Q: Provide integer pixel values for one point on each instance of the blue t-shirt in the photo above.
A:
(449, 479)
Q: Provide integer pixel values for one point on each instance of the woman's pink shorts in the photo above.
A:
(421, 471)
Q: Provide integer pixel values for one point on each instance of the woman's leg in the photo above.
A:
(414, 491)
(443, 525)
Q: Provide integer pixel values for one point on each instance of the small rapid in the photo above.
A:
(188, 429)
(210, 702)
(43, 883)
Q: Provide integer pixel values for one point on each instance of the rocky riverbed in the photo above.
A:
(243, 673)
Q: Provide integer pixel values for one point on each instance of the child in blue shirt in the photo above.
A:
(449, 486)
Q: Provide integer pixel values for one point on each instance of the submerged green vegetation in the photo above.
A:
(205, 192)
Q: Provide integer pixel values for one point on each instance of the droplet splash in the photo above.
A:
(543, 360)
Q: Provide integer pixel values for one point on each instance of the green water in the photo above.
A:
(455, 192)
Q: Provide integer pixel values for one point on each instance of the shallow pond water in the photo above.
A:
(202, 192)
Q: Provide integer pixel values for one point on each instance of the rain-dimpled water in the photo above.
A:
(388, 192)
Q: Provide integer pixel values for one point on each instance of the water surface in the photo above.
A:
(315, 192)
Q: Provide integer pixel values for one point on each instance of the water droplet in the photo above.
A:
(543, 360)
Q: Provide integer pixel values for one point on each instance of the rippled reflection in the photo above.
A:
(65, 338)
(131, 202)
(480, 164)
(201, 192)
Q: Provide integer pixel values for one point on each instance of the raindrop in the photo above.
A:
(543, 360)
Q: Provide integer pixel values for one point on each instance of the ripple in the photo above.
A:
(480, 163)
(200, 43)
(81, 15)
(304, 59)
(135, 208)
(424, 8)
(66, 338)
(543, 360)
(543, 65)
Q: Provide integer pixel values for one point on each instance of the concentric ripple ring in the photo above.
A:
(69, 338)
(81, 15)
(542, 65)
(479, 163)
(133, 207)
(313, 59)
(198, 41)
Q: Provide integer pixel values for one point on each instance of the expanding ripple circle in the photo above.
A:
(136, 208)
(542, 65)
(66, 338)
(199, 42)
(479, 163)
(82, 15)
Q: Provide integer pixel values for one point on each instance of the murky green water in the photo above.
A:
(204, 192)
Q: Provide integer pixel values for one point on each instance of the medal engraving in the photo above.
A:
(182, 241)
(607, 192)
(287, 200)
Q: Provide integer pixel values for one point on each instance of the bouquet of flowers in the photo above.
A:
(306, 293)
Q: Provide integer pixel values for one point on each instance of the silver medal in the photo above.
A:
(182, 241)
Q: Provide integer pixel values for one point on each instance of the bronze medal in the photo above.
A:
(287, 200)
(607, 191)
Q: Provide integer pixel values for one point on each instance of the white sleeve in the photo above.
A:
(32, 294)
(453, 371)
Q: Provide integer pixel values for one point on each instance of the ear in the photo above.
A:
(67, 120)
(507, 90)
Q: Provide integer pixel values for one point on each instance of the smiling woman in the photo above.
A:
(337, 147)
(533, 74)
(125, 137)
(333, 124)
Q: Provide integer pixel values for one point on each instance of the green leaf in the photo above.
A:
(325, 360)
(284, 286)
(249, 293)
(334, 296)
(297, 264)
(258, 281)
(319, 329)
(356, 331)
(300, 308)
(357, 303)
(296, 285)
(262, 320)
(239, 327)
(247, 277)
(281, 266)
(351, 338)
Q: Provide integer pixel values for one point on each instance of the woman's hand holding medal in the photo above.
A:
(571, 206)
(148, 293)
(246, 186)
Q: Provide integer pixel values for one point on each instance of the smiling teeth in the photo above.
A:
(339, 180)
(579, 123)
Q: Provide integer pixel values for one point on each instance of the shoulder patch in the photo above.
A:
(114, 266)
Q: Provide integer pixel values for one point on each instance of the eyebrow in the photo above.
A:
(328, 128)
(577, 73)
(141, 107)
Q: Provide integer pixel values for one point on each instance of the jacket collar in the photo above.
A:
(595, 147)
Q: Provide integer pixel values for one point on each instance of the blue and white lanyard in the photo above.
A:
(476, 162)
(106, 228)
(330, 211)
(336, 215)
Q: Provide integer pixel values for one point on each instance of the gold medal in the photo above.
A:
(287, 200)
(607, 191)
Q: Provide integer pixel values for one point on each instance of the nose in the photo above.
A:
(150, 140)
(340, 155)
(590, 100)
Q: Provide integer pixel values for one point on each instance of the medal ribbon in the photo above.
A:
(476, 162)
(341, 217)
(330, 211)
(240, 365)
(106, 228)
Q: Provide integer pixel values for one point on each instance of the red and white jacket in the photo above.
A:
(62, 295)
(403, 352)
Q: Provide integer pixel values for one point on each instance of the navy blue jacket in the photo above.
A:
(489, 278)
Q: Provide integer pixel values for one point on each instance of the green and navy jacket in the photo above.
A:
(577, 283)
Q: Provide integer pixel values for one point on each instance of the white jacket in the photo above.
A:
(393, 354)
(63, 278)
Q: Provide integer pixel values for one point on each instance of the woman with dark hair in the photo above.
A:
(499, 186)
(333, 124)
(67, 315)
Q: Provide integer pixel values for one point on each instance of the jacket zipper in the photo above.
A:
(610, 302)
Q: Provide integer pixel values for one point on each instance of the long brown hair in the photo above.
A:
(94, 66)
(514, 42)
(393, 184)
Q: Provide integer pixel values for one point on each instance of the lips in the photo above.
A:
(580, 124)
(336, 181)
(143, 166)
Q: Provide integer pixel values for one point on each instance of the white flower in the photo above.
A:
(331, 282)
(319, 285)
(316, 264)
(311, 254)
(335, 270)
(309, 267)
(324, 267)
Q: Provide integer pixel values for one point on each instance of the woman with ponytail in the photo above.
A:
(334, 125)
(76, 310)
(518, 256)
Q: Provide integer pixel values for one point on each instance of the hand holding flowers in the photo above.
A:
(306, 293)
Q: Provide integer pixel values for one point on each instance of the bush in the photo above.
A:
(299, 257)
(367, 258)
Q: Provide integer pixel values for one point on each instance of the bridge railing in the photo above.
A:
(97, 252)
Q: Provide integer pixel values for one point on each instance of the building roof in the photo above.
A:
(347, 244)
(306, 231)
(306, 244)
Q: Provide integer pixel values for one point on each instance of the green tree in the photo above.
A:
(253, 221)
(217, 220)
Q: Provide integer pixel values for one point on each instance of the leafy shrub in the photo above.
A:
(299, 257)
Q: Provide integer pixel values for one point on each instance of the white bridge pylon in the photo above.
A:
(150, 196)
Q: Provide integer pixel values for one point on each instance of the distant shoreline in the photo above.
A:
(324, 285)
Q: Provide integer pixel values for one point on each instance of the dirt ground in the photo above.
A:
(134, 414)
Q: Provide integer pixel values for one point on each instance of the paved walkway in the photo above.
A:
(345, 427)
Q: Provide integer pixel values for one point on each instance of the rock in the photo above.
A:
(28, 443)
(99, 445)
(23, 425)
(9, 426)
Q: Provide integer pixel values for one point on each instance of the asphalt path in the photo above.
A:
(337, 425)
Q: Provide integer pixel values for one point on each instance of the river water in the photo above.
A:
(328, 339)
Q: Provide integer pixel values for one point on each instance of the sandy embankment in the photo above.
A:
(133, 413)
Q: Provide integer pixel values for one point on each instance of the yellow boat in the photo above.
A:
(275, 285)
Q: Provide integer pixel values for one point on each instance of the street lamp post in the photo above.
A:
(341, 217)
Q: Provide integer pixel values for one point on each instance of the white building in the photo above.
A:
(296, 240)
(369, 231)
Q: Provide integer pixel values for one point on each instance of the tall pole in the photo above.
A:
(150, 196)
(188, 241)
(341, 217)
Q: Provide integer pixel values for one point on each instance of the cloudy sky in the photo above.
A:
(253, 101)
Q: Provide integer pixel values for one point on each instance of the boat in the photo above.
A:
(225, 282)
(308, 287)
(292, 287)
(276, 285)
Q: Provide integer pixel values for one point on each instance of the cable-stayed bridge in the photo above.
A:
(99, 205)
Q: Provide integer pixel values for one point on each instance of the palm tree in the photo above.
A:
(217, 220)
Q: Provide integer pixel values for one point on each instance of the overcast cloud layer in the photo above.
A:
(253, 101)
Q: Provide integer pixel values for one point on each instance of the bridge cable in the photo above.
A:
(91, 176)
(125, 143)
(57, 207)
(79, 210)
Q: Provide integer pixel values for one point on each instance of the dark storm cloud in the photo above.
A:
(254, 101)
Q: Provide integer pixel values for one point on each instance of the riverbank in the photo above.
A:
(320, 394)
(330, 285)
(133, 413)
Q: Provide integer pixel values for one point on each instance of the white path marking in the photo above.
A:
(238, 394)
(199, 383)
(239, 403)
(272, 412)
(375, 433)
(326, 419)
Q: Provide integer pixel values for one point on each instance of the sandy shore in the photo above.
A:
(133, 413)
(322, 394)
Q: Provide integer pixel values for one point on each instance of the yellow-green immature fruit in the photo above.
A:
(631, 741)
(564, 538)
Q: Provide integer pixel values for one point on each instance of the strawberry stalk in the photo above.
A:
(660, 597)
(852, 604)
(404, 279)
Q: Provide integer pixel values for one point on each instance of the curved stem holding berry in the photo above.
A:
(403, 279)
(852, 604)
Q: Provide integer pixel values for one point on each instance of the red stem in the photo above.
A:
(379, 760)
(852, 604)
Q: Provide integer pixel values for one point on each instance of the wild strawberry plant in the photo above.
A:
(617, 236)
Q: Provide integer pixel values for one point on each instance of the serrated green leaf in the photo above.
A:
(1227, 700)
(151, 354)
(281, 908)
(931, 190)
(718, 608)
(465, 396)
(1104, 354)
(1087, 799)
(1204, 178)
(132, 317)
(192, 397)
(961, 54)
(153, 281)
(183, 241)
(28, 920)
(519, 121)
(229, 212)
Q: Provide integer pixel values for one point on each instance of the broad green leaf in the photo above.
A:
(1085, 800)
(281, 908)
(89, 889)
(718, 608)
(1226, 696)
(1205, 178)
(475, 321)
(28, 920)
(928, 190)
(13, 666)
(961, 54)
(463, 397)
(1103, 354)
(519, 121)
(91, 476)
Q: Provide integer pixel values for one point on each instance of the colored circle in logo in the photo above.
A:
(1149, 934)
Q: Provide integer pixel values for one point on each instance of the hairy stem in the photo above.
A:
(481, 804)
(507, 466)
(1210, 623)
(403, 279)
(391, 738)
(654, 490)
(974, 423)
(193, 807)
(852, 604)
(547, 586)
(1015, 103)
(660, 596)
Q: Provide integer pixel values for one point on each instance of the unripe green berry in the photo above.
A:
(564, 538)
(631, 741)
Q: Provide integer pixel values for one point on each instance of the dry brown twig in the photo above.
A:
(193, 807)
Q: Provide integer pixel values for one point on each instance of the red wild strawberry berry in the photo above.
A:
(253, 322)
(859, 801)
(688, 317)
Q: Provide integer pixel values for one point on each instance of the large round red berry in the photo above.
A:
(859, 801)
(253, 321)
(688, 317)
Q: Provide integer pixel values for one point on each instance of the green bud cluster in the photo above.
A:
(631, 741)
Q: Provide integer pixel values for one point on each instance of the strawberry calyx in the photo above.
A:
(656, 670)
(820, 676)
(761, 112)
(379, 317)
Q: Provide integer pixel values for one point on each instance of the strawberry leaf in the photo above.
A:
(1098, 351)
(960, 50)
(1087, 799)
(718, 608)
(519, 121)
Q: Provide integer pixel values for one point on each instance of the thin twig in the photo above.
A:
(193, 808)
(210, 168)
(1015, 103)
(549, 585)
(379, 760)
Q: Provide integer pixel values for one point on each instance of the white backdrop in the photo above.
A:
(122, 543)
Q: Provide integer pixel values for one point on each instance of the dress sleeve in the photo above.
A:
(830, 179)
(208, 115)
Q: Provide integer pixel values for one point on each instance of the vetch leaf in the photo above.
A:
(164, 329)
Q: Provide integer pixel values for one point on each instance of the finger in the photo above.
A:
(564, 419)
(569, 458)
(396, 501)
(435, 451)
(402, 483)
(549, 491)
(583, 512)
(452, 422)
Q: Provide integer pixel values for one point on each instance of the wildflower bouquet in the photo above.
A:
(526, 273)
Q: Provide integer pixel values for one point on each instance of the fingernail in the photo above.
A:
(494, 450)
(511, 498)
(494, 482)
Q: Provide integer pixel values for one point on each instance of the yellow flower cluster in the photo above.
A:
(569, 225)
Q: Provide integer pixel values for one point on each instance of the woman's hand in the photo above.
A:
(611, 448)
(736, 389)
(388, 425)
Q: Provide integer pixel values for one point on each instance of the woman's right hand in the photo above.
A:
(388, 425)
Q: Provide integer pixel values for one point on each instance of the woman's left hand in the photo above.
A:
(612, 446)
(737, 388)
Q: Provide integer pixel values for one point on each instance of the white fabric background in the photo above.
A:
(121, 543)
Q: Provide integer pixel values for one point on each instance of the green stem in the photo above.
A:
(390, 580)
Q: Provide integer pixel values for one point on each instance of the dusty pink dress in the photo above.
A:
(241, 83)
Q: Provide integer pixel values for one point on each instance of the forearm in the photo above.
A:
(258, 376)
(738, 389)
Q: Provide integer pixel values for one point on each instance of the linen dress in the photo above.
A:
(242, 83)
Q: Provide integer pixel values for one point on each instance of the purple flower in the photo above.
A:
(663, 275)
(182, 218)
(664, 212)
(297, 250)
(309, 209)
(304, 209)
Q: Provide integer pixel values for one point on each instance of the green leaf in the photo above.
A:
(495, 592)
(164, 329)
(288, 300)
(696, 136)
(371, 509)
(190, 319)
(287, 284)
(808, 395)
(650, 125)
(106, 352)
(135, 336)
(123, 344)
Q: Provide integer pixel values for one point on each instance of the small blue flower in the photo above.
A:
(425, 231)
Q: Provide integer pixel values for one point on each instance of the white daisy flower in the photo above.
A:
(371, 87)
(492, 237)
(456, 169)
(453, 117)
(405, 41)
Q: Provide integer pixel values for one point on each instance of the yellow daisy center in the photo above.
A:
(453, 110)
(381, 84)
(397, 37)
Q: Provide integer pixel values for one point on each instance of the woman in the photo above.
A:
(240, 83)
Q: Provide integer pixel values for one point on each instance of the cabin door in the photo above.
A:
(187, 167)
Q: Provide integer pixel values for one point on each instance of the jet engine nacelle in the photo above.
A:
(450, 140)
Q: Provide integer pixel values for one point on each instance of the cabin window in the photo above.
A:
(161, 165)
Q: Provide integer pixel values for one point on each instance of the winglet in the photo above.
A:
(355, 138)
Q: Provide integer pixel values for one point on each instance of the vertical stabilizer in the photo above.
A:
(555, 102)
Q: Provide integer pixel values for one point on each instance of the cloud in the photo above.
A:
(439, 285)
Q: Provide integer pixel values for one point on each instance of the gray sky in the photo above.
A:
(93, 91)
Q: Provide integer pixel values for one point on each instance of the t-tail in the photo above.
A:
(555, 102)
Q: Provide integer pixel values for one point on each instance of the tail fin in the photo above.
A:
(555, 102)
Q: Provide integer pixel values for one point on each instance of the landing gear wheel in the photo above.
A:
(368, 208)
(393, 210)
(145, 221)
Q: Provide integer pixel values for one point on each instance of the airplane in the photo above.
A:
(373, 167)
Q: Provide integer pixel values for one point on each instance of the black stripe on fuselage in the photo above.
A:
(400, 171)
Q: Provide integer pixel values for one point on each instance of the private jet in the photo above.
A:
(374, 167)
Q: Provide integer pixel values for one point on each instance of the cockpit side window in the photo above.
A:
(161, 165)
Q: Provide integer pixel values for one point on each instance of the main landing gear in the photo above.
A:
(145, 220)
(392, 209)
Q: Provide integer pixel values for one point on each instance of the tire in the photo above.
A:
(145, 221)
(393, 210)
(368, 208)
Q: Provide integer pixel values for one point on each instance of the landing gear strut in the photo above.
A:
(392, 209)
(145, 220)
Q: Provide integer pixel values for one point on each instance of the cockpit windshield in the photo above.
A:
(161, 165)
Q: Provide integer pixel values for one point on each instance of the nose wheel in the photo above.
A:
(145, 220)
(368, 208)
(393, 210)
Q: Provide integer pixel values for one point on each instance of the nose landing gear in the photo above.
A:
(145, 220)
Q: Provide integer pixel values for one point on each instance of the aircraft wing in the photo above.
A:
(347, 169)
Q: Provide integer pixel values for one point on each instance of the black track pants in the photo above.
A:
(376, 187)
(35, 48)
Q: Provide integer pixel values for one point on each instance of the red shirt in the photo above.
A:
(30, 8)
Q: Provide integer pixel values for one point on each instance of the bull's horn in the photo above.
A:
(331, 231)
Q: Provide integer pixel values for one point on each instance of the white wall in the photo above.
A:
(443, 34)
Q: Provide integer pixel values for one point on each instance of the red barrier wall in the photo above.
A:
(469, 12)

※ ※ ※

◆ Try it ◆
Only the lines containing "building" are needed; copy each of them from the data.

◆ Your solution ◆
Q: Provide integer pixel values for one point on each instance of the building roof in the photo above.
Q: Provide integer pixel values for one point on each instance of the white building in the photo above.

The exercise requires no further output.